Suriah pernah menjadi tema dalam banyak konferensi yang berskala internasional tetapi setelah 18 bulan terperangkap ke dalam situasi instabilitas, sampai sekarang, semua gagasan dan solusi politik regional dan internasional tidak mencapai hasil guna. Banyak analis berpendapat bahwa sebab ketidak-berhasilannya ialah karena Pemerintah Suriah tidak menaati komitmen-komitmen internasional. Banyak pendapat yang lain menuduh bahwa kekuatan oposisi melanggar permufakatan gencatan senjata. Tetapi menurut mereka, sebab yang utama tetap adalah kurang adanya kebulatan pendapat internasional dalam keputusan-keputusan yang penting tentang Suriah.
Kekerasan terus berlangsung di Suriah
(Foto: vtv.vn)
Kita masih ingat, ketika rencana perdamaian enam butir yang dikeluarkan Mantan Utusan Khusus bersama PBB dan Liga Arab, Kofi Annan telah mendapat sambutan dari semua pihak. Akan tetapi karena kurang adanya satu mekanisme aktivitas yang jelas, kurang adanya konektivitas yang nyata di Suriah, khususnya pandangan pilih kasih dari beberapa negara terhadap satu pihak tertentu dalam bentrokan membuat proses pelaksanaan rencana perdamaian ini menghadapi rintangan dan gagal. Untuk memaksakan Presiden Suriah Bashar al-Assad supaya melepaskan kekuasaan, Perancis dan negara-negara Arab juga berulang kali mengimbau kepada pihak oposisi Suriah supaya membentuk satu pemerintah sementara, tetapi ide ini menghadapi tantangan yang keras dari Amerika Serikat.
Walaupun selalu mendukung lengsernya Presiden Bashar al-Assad, tetapi Washington mengkritik Paris yang telah terlalu buru-buru, kurang berkoordinasi dengan negara-negara yang lain dalam masalah ini dan masih terlalu dini untuk membentuk satu pemerintah sementara di Suriah pada saat pihak oposisi negara ini bahkan belum ada kesatuan pendapat satu rencana perubahan. Washington juga ingin menerapkan sanksi yang lebih kuat lagi dan sedang berusaha membantu pihak oposisi di segi militer. Bahkan Barat dan negara-negara Arab meskipun terus-menerus mengimbau kepada Presiden Bashar al-Assad meletakkan jabatan, tetapi sampai sekarang belum ada satu negara manapun yang resmi mengakui pihak oposisi di Suriah sebagai satu institusi pimpinan yang sah. Hal itu belum terhitung ada beberapa negara di kawasan membentuk kanal pemasokan senjata untuk kekuatan oposisi melalui pangkalan-pangkalannya di Turki.
Presiden Suriah Bashar al-Assad
(Foto: telegraph.co.uk)

- [PERMINTAAN TERTULIS 1] Ubahlah seluruh entri di bawah menjadi CSV dua kolom bernama permintaan dan jawaban, satu baris untuk setiap entri. Tempatkan teks permintaan dan jawabannya masing-masing dalam satu field berkutip, dengan setiap pemisah baris diganti spasi.
Penggalan dokumen di atas dan entri berikut tidak saling berhubungan.

- [CUPLIKAN DATA]

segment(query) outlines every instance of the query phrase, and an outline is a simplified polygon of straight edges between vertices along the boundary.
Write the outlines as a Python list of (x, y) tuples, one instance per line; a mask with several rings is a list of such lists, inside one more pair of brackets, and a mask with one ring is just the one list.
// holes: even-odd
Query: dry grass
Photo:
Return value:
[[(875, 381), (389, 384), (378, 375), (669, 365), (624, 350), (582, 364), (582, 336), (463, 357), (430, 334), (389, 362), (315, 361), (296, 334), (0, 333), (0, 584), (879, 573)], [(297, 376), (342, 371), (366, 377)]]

- [PERMINTAAN TERTULIS 2] Menurut penggalan dokumen, negara mana yang menentang keras gagasan agar pihak oposisi Suriah membentuk pemerintah sementara?

- [JAWABAN LATIHAN 1]
permintaan,jawaban
"segment(query) outlines every instance of the query phrase, and an outline is a simplified polygon of straight edges between vertices along the boundary. Write the outlines as a Python list of (x, y) tuples, one instance per line; a mask with several rings is a list of such lists, inside one more pair of brackets, and a mask with one ring is just the one list. // holes: even-odd Query: dry grass Photo: Return value:","[[(875, 381), (389, 384), (378, 375), (669, 365), (624, 350), (582, 364), (582, 336), (463, 357), (430, 334), (389, 362), (315, 361), (296, 334), (0, 333), (0, 584), (879, 573)], [(297, 376), (342, 371), (366, 377)]]"

- [JAWABAN LATIHAN 2] Amerika Serikat.